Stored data
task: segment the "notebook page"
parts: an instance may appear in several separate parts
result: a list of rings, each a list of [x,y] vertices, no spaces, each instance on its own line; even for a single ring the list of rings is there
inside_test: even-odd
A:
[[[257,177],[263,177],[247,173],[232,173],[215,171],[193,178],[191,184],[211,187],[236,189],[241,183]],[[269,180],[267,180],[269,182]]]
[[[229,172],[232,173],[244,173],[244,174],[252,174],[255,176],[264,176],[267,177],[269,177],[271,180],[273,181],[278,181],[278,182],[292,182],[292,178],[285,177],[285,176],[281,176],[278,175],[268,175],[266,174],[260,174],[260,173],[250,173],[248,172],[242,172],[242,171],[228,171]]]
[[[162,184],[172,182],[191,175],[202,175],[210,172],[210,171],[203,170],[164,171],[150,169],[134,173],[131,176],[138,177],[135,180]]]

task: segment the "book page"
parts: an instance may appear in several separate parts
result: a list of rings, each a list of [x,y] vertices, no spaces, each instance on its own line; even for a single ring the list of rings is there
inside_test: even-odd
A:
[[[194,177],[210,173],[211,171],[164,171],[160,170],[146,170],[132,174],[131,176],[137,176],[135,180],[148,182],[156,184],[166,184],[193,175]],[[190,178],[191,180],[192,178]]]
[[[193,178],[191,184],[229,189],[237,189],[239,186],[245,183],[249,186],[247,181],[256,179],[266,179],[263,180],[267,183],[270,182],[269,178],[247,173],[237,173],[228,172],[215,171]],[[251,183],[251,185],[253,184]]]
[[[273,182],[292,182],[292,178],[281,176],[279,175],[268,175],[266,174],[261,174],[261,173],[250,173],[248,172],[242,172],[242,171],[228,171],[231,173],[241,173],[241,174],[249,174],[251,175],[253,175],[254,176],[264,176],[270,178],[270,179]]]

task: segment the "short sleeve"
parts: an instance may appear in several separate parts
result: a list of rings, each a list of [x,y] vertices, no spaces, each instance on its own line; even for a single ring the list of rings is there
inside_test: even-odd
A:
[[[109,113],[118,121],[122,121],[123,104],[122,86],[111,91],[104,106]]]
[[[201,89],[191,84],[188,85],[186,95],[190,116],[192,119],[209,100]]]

§ **EXERCISE AIM**:
Each entry above needs to be retyped exactly.

§ **FINAL RESULT**:
task: segment the "notebook page"
parts: an instance may appear in several separate parts
result: a list of rings, each a list of [x,y] vertices, no spaces, each instance on its own line; even for a single ring the list of rings is there
inside_test: even-odd
A:
[[[257,177],[263,177],[247,173],[232,173],[215,171],[193,178],[191,184],[211,187],[236,189],[241,183]],[[269,180],[267,180],[269,182]]]
[[[229,172],[232,173],[244,173],[244,174],[252,174],[255,176],[264,176],[267,177],[269,177],[271,180],[273,181],[278,181],[278,182],[292,182],[292,178],[285,177],[285,176],[281,176],[278,175],[268,175],[266,174],[260,174],[260,173],[250,173],[248,172],[242,172],[242,171],[228,171]]]
[[[162,184],[172,182],[191,175],[202,175],[210,172],[210,171],[203,170],[164,171],[150,169],[134,173],[131,176],[138,177],[135,180]]]

task: segment the "book page"
parts: an instance may appear in several separate parts
result: a list of rings, each a list of [x,y] vertices, no spaces, each instance on its own line; even for a single ring the list of rings is there
inside_test: even-odd
A:
[[[194,177],[210,173],[211,171],[164,171],[160,170],[146,170],[132,174],[131,176],[137,176],[135,180],[148,182],[156,184],[166,184],[193,175]],[[190,178],[191,180],[192,178]]]
[[[193,178],[191,184],[229,189],[237,189],[239,186],[245,183],[249,186],[247,181],[256,179],[266,179],[263,180],[267,183],[270,182],[269,178],[247,173],[237,173],[228,172],[215,171]],[[251,183],[251,185],[253,184]]]
[[[273,182],[292,182],[292,178],[281,176],[279,175],[268,175],[266,174],[261,174],[261,173],[250,173],[248,172],[242,172],[242,171],[228,171],[231,173],[241,173],[241,174],[249,174],[251,175],[253,175],[254,176],[264,176],[270,178],[270,179]]]

task: segment the "short sleeve"
parts: an instance may appear in several separate parts
result: a list of rings, each a list of [x,y] vertices, no spaces, each instance on its own line; even for a single ring the list of rings is there
inside_test: even-odd
A:
[[[109,113],[118,121],[122,121],[123,104],[122,86],[111,91],[104,106]]]
[[[201,89],[191,84],[188,85],[186,95],[190,116],[192,119],[209,100]]]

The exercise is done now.